• [TASK LIST]:
1. Using the text on PRP and red light therapy, write out the passage that begins at the words "Platelet-Rich Plasma (PRP)" and stops after "treatment used alone.", substituting "photobiomodulation therapy" for "low-level light therapy".
2. According to the text on PRP and red light therapy, how far apart are PRP treatments typically spaced during the initial course?
3. Turn the paragraph of the text on PRP and red light therapy that begins "Red light therapy fills that gap" into a short list that keeps its main facts.

• [TEXT FOR ANALYSIS]:
+--

Platelet-Rich Plasma (PRP) therapy has become one of the most evidence-backed non-surgical options for hair restoration — but it comes with a challenge most clinics don’t address: what happens between sessions. PRP treatments are typically spaced four to six weeks apart across an initial course of three to four injections, followed by maintenance visits every four to six months. That leaves a lot of time in which follicle momentum can stall.
Red light therapy fills that gap. When used consistently at home between PRP appointments, low-level light therapy (LLLT) sustains the biological environment that PRP creates — maintaining follicle activation, improving scalp circulation, and reducing the inflammation that can impede hair growth. The result is a combination that outperforms either treatment used alone.
This guide explains how PRP works, how red light therapy complements it at a cellular level, the optimal protocol for combining both, and why — when you break down the numbers — adding a Growell Cap to your PRP programme may be the most cost-effective decision you make in your hair restoration journey.

+--

• [DATA FOR ANALYSIS]:
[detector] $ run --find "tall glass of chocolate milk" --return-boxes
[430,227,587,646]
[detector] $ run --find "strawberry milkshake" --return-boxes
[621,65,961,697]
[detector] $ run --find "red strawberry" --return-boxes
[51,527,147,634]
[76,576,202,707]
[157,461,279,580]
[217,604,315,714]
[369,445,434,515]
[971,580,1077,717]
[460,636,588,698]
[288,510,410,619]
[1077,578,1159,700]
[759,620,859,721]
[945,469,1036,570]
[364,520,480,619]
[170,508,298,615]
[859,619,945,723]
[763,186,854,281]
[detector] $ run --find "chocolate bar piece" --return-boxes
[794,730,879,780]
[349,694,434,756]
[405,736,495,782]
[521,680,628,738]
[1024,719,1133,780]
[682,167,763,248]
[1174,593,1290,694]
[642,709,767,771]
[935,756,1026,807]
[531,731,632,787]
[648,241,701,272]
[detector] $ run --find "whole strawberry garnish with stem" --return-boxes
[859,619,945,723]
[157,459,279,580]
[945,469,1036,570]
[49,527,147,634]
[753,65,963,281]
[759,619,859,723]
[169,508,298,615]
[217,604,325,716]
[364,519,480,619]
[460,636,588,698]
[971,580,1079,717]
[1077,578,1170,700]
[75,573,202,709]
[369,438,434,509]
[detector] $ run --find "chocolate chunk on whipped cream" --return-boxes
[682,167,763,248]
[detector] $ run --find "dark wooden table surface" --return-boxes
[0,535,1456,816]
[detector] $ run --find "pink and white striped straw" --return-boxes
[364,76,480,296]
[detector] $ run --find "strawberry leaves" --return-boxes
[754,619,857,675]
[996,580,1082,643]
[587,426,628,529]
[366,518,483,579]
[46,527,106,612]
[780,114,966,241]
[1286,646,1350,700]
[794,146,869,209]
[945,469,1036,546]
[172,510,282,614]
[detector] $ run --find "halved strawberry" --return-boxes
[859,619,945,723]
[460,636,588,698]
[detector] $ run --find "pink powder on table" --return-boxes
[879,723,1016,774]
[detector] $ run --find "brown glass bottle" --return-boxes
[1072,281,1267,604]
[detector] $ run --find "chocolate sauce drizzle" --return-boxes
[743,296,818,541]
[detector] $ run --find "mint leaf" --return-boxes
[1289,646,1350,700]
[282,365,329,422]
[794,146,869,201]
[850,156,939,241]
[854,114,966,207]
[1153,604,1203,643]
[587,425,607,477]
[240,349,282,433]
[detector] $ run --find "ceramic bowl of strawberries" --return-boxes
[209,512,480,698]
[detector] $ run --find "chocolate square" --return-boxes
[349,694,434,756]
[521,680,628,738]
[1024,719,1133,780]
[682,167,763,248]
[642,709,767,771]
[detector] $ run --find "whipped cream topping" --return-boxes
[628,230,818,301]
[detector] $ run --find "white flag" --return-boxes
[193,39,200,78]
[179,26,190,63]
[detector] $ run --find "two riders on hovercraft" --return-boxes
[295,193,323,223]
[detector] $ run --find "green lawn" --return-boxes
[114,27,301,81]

+--

• [SOLUTIONS TO EACH TASK]:
1.
Platelet-Rich Plasma (PRP) therapy has become one of the most evidence-backed non-surgical options for hair restoration — but it comes with a challenge most clinics don’t address: what happens between sessions. PRP treatments are typically spaced four to six weeks apart across an initial course of three to four injections, followed by maintenance visits every four to six months. That leaves a lot of time in which follicle momentum can stall.
Red light therapy fills that gap. When used consistently at home between PRP appointments, photobiomodulation therapy (LLLT) sustains the biological environment that PRP creates — maintaining follicle activation, improving scalp circulation, and reducing the inflammation that can impede hair growth. The result is a combination that outperforms either treatment used alone.

2. Four to six weeks apart.

3.
- Red light therapy fills the gap between PRP appointments.
- Used consistently at home, low-level light therapy (LLLT) sustains the biological environment PRP creates by:
  - maintaining follicle activation
  - improving scalp circulation
  - reducing inflammation that can impede hair growth
- The combination outperforms either treatment used alone.